▶ _SOURCE MATERIAL_
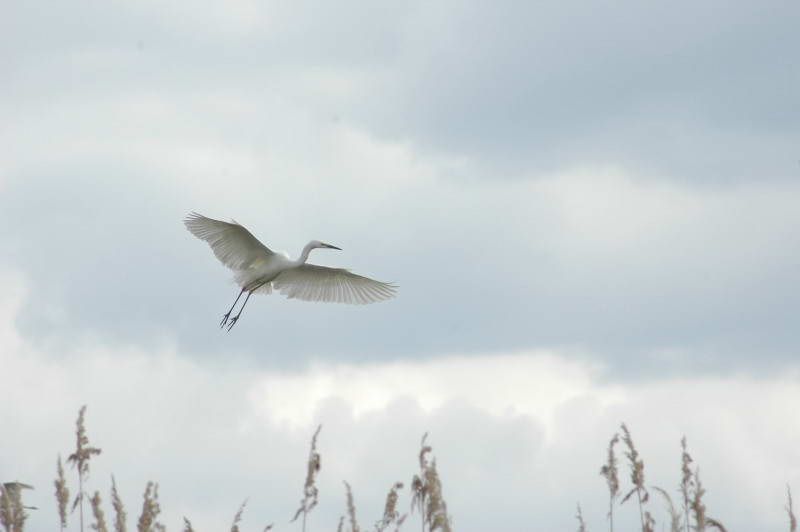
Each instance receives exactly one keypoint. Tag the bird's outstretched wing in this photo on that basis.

...

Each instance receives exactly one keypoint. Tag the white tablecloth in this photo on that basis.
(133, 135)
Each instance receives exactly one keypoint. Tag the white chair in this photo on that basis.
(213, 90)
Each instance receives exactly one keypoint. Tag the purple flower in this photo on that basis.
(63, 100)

▶ _GIVEN REQUEST_
Tally how many lines of the listing above contain the word "that", matching case exactly. Reply with the number alone.

▶ _THE RESULT_
4